### WRITTEN PROBLEM
Can you reproduce all of the data below, line for line and without changing a word?

### RECORDS PROVIDED
# # # # #
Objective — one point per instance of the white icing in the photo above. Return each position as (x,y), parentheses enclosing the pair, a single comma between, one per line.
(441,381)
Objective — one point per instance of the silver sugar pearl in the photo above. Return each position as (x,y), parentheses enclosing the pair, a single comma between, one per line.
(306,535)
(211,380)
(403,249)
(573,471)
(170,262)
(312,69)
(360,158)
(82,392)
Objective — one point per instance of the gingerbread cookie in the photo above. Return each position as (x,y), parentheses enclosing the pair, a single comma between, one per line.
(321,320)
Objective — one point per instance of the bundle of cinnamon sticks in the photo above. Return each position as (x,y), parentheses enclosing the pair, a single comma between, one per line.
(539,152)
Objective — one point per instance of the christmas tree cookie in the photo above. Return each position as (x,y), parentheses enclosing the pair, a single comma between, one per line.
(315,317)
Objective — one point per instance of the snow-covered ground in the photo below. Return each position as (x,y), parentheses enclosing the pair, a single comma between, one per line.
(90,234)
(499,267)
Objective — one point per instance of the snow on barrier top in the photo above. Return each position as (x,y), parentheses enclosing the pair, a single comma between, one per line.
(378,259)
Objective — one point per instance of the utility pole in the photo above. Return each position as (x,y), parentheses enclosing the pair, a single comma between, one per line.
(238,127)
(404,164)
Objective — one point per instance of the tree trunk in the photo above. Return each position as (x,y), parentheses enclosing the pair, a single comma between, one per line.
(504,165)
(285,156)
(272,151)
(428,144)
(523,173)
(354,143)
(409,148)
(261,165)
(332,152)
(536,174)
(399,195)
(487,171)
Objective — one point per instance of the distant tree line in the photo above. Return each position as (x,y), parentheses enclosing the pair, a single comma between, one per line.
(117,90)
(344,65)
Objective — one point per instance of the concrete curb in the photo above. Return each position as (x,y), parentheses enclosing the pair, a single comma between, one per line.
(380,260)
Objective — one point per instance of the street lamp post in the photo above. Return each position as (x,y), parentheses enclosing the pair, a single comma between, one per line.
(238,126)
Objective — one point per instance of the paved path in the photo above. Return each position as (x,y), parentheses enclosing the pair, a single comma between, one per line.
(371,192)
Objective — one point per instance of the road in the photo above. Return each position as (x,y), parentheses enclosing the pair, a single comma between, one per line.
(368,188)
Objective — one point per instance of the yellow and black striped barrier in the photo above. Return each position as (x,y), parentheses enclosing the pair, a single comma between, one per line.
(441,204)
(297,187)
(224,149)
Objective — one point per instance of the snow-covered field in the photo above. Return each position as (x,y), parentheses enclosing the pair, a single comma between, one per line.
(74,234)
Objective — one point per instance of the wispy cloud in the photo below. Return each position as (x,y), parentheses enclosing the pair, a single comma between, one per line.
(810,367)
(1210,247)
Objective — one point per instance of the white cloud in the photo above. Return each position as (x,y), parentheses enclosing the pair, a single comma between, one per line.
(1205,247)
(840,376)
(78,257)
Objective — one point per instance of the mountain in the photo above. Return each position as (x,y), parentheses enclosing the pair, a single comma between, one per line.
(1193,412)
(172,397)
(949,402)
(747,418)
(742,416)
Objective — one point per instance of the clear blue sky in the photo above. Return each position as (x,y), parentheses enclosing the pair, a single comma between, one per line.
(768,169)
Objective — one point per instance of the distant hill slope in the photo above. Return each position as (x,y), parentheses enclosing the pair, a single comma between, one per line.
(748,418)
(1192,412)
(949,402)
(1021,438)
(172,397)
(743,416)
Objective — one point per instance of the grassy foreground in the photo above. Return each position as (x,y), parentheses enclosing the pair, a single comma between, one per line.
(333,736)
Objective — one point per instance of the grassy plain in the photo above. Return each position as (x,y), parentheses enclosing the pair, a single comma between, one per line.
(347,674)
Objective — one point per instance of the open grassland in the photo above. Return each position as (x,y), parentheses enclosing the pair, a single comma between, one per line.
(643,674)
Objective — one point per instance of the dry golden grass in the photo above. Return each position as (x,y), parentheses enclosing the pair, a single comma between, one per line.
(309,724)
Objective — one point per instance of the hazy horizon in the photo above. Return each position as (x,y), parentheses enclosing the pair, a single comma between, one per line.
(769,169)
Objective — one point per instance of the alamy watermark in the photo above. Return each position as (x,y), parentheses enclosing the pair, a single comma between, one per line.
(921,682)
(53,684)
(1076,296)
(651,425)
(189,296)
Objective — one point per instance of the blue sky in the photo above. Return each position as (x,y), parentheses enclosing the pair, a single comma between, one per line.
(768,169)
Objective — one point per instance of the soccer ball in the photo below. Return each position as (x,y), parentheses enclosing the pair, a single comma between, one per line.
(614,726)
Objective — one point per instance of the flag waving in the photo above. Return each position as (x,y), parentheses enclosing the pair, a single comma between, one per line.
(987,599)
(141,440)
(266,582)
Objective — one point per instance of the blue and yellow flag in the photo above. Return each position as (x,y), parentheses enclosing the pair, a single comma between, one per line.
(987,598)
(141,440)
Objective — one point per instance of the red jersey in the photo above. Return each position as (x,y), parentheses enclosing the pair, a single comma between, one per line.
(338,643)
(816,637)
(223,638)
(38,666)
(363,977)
# # # # #
### THE COMPLETED TASK
Objective — one point per instance of the white icing in the photo above. Return each position as (x,y), parentheses enclosing the pair, a single comma between, one per line.
(441,381)
Objective — one point per instance of the silver sugar pearl in the photo above. Return each position as (x,y), parentheses enclosing the pair, a single comma between, one per line.
(306,535)
(211,380)
(403,249)
(573,471)
(170,262)
(312,69)
(360,158)
(82,392)
Objective — one point per instance of the gingerbread cookie in the photo above. Return each position as (x,y), parentheses enclosing the pair, a single comma between, one per line.
(321,320)
Objective — one point per instance of the bundle of cinnamon sticks in the photo above. Return each position as (x,y), parentheses enclosing the pair, a single comma between, one per line.
(539,152)
Objective — one point per instance of the christmas tree cookie in the photo above. Return each position as (x,y), parentheses enclosing the pair, a single comma between, one per line.
(315,317)
Objective — one point per instance of the snow-covered ground in the photo below. Return each position as (x,y), parentheses enclosing the pair, a single comma between, one per line.
(90,234)
(499,267)
Objective — one point per instance of the snow on barrier top in the photo above. Return each position as (x,y), parentheses enclosing the pair, a single comma between, one per line.
(378,259)
Objective — one point per instance of the utility pole in the photo above. Return each position as (x,y), parentheses enclosing the pair, a single comma between, one per line.
(238,127)
(404,164)
Objective — one point per instance of the tree trunk in the photo above. Return each position as (x,y), parentheses enclosing the pair, a single comma between, one per line.
(504,165)
(285,156)
(272,151)
(428,144)
(523,173)
(354,143)
(409,148)
(261,165)
(332,152)
(536,174)
(399,195)
(487,171)
Objective — one point per instance of the distant tree line in the photo above. Return each position as (x,y), parentheses enclosing the pair, a single comma between, one per line.
(117,90)
(344,65)
Objective — one point per instance of the concrete curb in the photo above. Return each position as (x,y), parentheses enclosing the pair, a single comma between, one per line.
(380,260)
Objective — one point per instance of the street lamp post in the photo above. Return each position as (x,y), parentheses enclosing the pair, a single comma between, one per line.
(238,126)
Objective — one point per instance of the paved path in the photo above. Return each position as (x,y), parentheses enclosing the pair, a single comma between, one per line.
(371,192)
Objective — one point per instance of the road in the photo above. Return each position as (x,y), parentheses enclosing the pair, a single comma between, one per line.
(368,188)
Objective — one point per instance of the yellow and black striped barrier in the photo above. Return each position as (x,y), parentheses enclosing the pair, a single comma between, one per line.
(441,204)
(297,187)
(224,149)
Objective — one point per instance of the snow-covered field in the photo above. Return each position as (x,y), parentheses enclosing the pair, a single comma between, one per line.
(74,234)
Objective — one point per instance of the wispy cloud in the photo below. Return each position as (x,y), parentheses enclosing the pair, a single comma between, one per line.
(810,367)
(1210,247)
Objective — one point per instance of the white cloud in the photo above. Return each position as (x,y), parentheses enclosing the pair, a single comma between, one per line.
(1205,247)
(840,376)
(78,257)
Objective — one point per instance of the mountain in the photo above. Return each position as (x,y), parentheses enclosing the pair, a single comma between, one per line.
(1193,412)
(172,397)
(949,402)
(747,418)
(742,416)
Objective — one point per instance of the clear blue sky in the photo above. Return each position as (x,y), parentheses enclosing the pair, a single comma between, one per line.
(768,169)
Objective — one point per instance of the distant hill slope in the photo above. Return each position as (x,y), parentheses enclosing the pair, a single comma between, one per line.
(748,418)
(1192,412)
(949,402)
(1021,438)
(172,397)
(743,416)
Objective — one point per instance of the grassy foreground in the photo above. Return each position as (x,y), parentheses enclosing the pair, a single comma between, one per line.
(333,736)
Objective — one point per instance of the grassy plain in the photo above. Return each position as (x,y), parentheses enclosing the pair, a single comma between, one per line.
(347,674)
Objective — one point per instance of the open grassland in the photo above. Return each position as (x,y), parentheses enclosing the pair, a single comma between, one per line.
(643,674)
Objective — one point per instance of the dry golden grass in the photo above. Return each position as (x,y), parentheses enclosing the pair, a single comma between, one per line.
(309,724)
Objective — one point per instance of the hazy horizon in the photo above. Return each position as (x,y), parentheses enclosing the pair, a single comma between, one per line.
(769,169)
Objective — one point per instance of the alamy watermark in the photo above. Return each position as (x,y), parentheses enclosing the pair, a single comma between, one per line.
(921,682)
(53,684)
(1076,296)
(651,425)
(189,296)
Objective — one point per instance of the blue sky in the photo above. Return each position as (x,y), parentheses enclosing the pair, a single comma between, one per line.
(768,169)
Objective — one point per instance of the soccer ball in the photo below. Return each position as (x,y), parentheses enclosing the pair, a single comma between, one per line.
(614,726)
Objective — one point per instance of the flag waving in the photo above. Return each position as (x,y), parentheses enclosing the pair, a single comma between, one per line.
(987,599)
(141,440)
(266,582)
Objective — one point per instance of the blue and yellow flag in the photo above. Return each position as (x,y), parentheses enclosing the pair, a single comma between, one per line.
(987,598)
(141,440)
Objective — one point per instance of the red jersey in the photo above. Return each position as (x,y), parentheses enclosing the pair, a single comma between, one per line.
(338,643)
(816,637)
(223,638)
(38,666)
(363,977)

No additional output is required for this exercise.